She donated the home to Mendoza, who dismantled it, shipped it to Berlin and rebuilt it. The art exhibit that opened in April features radio recordings of Parks’ strong, clear voice as she talked about that day on Dec. 1, 1955, when, after a long day at work as a department store seamstress, she defied local segregation laws and refused to give up the seat in the middle of the bus, which blacks could sit in but not if it meant whites remained standing.
Mendoza, 45, thinks it’s important for people in Europe to understand Parks’ legacy, but he wants to bring the house back to Detroit, especially as Confederate monuments come down.
“If you look at the current situation in America, you have all these monuments to the Confederacy — which are monuments to slavery,” Mendoza told the Detroit Free Press. “There are very, very few monuments to the civil rights movement, which is antithetical to that.”
The bus where Parks made her stand is part of the permanent collection at the Henry Ford Museum in Dearborn, but Mendoza told the Free Press Detroit cultural institutions so far are disinterested in the house where she lived, meaning it may end up in Washington, D.C., or New York, where museums have already shown interest.
At the time he took possession of the house, Mendoza said Americans didn’t fight hard enough to save it. He raised about $100,000 by selling some of his paintings to dismantle the house and ship it to Berlin.
“What I would like to do is hold this house hostage,” he said at a farewell ceremony in Detroit. “America, you lost this house … you gotta get it back. And it’s going to cost you. And I want that money to go to the Rosa Parks Foundation.”

Parks and her husband, Raymond, moved to Detroit in 1957 to escape harassment and threats in racially segregated Alabama. Both had lost their jobs, and they moved in with her brother and his large family. About 13 children and other relatives lived in the tiny two-story house, one of three places she lived in Detroit. Parks also lived in a home on Widemere Street, where she was assaulted and robbed by an intruder, and in an apartment in Riverfront Towers downtown, where she lived until her death in 2005.

Information shown:
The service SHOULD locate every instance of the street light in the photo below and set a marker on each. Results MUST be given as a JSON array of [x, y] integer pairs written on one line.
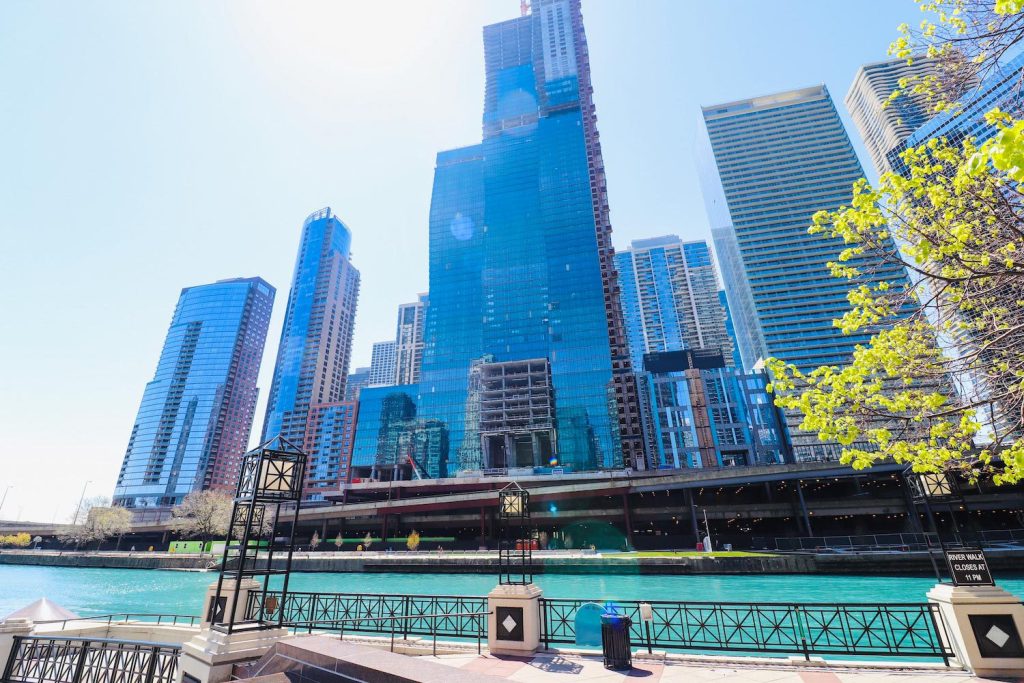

Work to do:
1 > In the passage on the Rosa Parks house, how did Mendoza pay to dismantle the house and ship it to Berlin?
2 > Carry the passage on the Rosa Parks house forward, starting right after its final sentence.
The data was drawn from a separate source.

Results in order:
1 > He raised about $100,000 by selling some of his paintings.

2 >
In Detroit, Parks found work again as a seamstress and continued to speak about civil rights. From 1965-1988, she worked for U.S. Rep. John Conyers, a Detroit Democrat who remains in office today, and was active in the Black Power movement. She continued to insist through her retirement that the struggle for equality and justice was not over.
Parks received the NAACP’s 1979 Spingarn Medal, the Presidential Medal of Freedom in 1996 and the Congressional Gold Medal in 1999. A statue of Parks was placed posthumously in the U.S. Capitol’s National Statuary Hall. When she died in 2005, she was the first woman and the third non-U.S. government official to lie in state at the Capitol Rotunda.
Feature photo: In this April 6, 2017 photo Rhea McCauley, a niece of Rosa Parks, poses in front of the rebuilt house of Rosa Parks in Berlin. McCauley donated the former Detroit house of Rosa Parks to American artist Ryan Mendoza, who has taken apart the Michigan house and rebuilt it in the German capital to raise awareness about the late civil rights activist and her legacy. (AP Photo/Markus Schreiber)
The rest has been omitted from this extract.